> [Direction]: Reproduce the material with "dry grass" changed to "withered grass" everywhere it occurs, leaving everything else as is.

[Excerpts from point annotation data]
<<<<

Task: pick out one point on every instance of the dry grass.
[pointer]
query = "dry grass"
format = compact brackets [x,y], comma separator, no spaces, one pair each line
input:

>>>>

> [Correct output]:
Task: pick out one point on every instance of the withered grass.
[pointer]
query = "withered grass"
format = compact brackets [x,y], comma separator, no spaces, one pair each line
input:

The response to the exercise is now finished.